═════ Working data

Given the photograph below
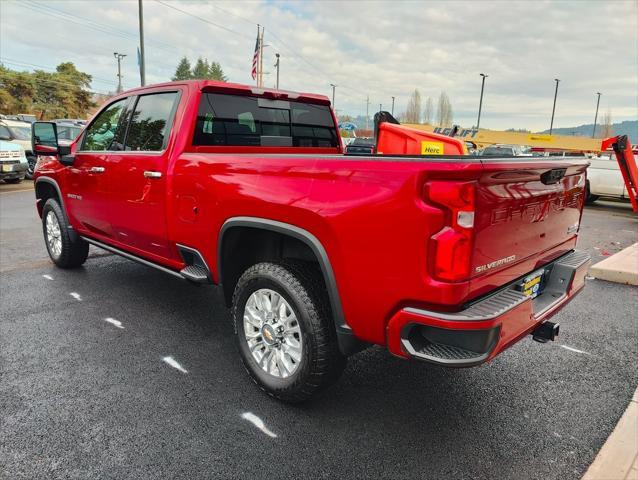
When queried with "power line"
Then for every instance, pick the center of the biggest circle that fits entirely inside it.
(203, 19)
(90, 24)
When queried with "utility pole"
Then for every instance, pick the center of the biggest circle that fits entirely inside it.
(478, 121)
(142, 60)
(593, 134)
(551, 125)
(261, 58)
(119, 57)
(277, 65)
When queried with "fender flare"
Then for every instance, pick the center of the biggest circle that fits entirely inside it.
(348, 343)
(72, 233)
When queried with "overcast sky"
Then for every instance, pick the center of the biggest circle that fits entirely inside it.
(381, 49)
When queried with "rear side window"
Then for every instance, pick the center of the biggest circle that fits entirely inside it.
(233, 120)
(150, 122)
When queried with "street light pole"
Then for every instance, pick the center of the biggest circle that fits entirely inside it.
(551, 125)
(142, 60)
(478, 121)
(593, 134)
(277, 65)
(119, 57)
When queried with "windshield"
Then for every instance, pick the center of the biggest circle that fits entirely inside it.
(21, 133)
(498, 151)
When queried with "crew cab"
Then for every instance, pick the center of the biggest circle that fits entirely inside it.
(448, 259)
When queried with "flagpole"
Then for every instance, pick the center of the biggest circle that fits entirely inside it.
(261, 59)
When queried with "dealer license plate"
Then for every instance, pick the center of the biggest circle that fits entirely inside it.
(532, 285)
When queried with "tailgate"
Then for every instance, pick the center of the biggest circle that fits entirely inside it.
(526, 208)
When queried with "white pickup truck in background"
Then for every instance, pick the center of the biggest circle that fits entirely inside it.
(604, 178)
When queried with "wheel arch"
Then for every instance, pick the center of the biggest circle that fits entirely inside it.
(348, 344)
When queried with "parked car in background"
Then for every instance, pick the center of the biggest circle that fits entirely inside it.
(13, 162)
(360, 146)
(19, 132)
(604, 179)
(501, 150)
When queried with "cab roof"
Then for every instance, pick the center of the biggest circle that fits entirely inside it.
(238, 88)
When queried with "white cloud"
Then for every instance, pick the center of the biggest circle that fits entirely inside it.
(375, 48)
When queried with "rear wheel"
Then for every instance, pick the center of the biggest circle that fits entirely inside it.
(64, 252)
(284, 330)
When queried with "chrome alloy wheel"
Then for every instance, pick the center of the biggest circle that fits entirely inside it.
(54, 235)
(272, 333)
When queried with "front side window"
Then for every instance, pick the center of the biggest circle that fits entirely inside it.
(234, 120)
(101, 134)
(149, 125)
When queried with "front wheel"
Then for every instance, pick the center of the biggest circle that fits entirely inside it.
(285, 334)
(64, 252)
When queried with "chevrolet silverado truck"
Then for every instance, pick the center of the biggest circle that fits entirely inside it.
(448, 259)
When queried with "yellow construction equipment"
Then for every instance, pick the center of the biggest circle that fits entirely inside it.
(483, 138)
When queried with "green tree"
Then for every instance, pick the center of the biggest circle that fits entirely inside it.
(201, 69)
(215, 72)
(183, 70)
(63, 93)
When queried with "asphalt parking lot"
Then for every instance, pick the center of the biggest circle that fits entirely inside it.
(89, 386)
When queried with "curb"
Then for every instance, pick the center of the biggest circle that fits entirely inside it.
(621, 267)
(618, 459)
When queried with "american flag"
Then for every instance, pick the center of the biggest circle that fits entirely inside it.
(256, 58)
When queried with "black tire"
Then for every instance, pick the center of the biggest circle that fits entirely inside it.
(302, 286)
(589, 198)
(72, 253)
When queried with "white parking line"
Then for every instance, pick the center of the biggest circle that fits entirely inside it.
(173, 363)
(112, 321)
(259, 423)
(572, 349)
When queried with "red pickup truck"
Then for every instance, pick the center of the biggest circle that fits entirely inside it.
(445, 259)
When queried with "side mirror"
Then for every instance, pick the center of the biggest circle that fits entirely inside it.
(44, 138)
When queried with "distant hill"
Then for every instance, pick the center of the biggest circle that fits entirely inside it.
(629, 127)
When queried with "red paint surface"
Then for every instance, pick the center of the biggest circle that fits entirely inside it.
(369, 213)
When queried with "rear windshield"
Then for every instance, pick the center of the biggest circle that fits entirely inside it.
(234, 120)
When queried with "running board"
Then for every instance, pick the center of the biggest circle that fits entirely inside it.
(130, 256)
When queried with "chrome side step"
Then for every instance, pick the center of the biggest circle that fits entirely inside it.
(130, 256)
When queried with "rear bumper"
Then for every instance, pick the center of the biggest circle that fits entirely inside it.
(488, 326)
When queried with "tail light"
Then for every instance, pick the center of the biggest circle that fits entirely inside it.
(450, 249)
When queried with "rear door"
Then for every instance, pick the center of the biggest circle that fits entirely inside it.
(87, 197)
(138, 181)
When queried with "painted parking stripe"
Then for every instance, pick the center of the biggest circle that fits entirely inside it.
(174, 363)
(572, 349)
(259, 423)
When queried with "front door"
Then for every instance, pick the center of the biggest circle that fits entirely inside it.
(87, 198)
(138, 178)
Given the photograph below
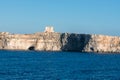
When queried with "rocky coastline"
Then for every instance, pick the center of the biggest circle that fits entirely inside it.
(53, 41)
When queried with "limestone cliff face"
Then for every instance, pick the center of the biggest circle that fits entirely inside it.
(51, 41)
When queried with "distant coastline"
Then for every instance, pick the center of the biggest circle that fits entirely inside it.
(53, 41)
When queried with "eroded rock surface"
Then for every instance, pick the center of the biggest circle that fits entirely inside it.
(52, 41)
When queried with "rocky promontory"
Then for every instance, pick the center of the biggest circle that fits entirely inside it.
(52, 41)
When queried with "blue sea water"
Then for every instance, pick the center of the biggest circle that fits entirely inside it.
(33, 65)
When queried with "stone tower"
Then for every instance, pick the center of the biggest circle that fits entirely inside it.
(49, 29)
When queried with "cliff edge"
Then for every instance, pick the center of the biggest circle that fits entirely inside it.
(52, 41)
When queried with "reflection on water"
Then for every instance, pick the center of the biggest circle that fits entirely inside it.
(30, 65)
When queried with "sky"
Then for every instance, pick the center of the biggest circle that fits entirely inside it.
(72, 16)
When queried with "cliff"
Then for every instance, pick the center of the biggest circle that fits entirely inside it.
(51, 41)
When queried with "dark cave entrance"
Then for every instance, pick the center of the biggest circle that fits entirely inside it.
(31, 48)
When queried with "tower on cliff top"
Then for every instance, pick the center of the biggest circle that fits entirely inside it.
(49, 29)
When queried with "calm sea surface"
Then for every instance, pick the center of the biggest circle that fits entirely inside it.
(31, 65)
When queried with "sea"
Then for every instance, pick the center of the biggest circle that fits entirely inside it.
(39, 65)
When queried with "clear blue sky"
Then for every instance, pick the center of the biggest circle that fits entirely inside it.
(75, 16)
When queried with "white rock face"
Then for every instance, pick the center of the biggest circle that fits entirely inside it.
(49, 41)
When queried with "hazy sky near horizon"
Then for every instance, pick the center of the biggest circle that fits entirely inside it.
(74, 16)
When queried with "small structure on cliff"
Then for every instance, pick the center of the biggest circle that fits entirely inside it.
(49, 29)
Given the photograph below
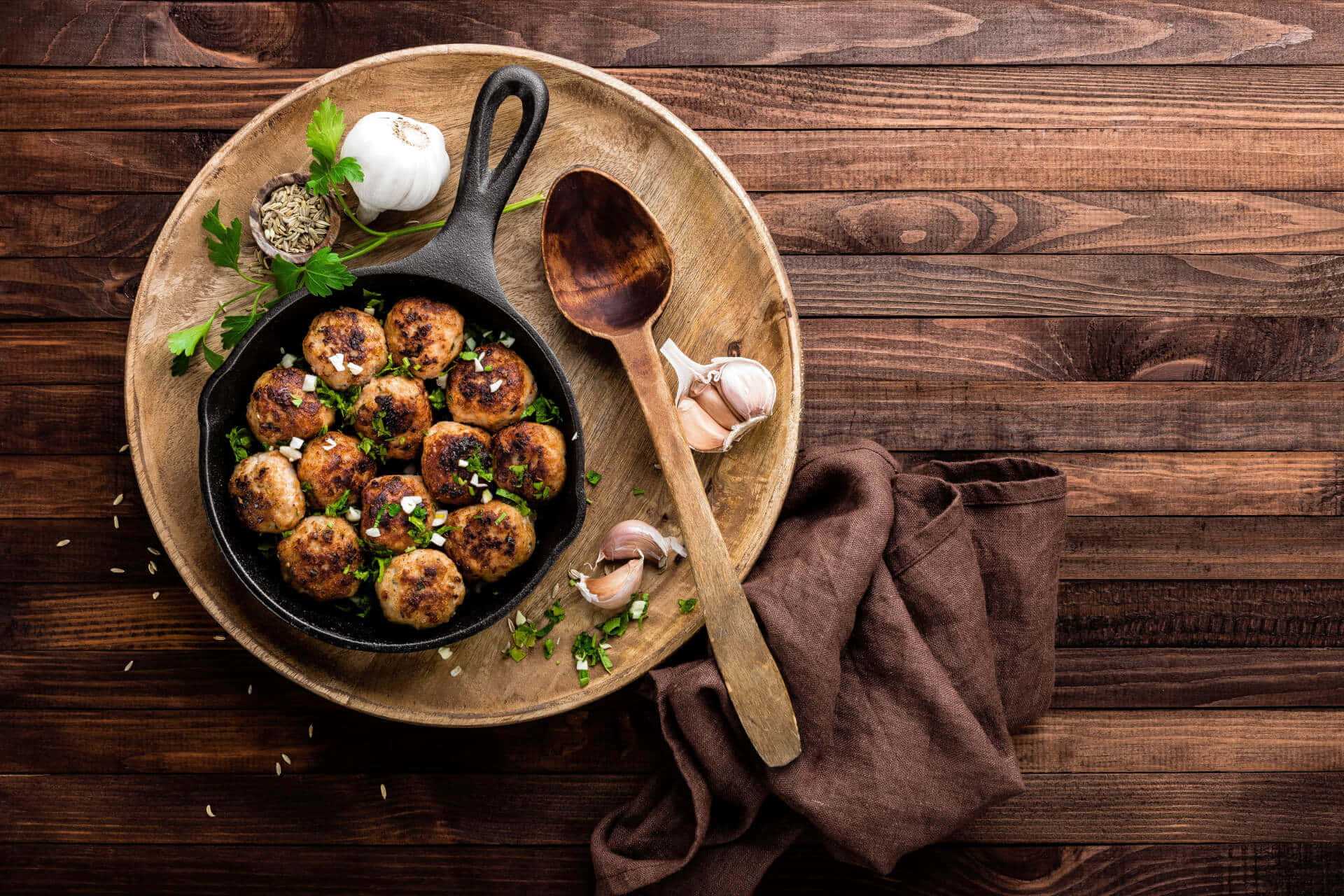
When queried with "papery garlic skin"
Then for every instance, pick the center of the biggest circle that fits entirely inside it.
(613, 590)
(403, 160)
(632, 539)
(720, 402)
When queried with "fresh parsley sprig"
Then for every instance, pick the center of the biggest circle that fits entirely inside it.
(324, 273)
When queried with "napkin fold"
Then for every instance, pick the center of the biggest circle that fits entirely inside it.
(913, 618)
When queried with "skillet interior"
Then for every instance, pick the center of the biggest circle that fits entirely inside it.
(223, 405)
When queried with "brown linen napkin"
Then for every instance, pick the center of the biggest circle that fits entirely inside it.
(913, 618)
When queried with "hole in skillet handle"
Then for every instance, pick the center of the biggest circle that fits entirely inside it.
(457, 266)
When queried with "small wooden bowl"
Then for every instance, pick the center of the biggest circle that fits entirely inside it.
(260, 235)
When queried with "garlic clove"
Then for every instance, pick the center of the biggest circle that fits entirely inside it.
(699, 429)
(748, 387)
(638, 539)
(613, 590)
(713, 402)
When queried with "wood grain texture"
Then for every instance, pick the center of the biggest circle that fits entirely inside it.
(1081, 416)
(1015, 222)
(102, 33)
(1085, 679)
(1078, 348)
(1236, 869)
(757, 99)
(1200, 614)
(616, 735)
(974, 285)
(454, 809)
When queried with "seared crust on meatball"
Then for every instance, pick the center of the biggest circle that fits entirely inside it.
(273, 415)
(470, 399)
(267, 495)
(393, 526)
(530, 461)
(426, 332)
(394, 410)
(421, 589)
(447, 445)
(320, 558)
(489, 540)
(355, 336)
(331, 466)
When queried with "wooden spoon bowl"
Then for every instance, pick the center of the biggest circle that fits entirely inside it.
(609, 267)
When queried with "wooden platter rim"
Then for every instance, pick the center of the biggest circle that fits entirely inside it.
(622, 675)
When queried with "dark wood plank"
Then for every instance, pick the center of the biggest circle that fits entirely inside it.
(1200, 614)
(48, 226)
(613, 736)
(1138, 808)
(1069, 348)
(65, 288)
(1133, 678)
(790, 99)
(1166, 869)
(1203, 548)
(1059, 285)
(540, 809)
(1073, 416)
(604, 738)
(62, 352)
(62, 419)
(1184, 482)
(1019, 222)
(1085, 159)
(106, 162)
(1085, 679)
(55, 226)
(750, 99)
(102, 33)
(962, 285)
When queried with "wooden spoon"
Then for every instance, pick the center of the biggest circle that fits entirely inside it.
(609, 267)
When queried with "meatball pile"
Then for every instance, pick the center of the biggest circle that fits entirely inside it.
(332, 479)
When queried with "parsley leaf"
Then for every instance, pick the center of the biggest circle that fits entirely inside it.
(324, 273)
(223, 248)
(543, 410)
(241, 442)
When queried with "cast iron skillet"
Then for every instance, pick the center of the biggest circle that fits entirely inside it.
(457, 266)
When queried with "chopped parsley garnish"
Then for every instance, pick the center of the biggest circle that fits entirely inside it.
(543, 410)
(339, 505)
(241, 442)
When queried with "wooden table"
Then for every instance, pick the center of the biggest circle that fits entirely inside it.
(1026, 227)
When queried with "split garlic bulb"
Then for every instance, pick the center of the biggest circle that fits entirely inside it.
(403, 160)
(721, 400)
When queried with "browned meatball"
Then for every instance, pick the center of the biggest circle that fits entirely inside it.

══════════

== Given problem ==
Show every line of the items that contains the word "truck", treating uppercase and lowercase as different.

== Solution below ==
When queried with "white pickup truck in background"
When queried with "chevrolet silverado truck"
When queried with "red pickup truck"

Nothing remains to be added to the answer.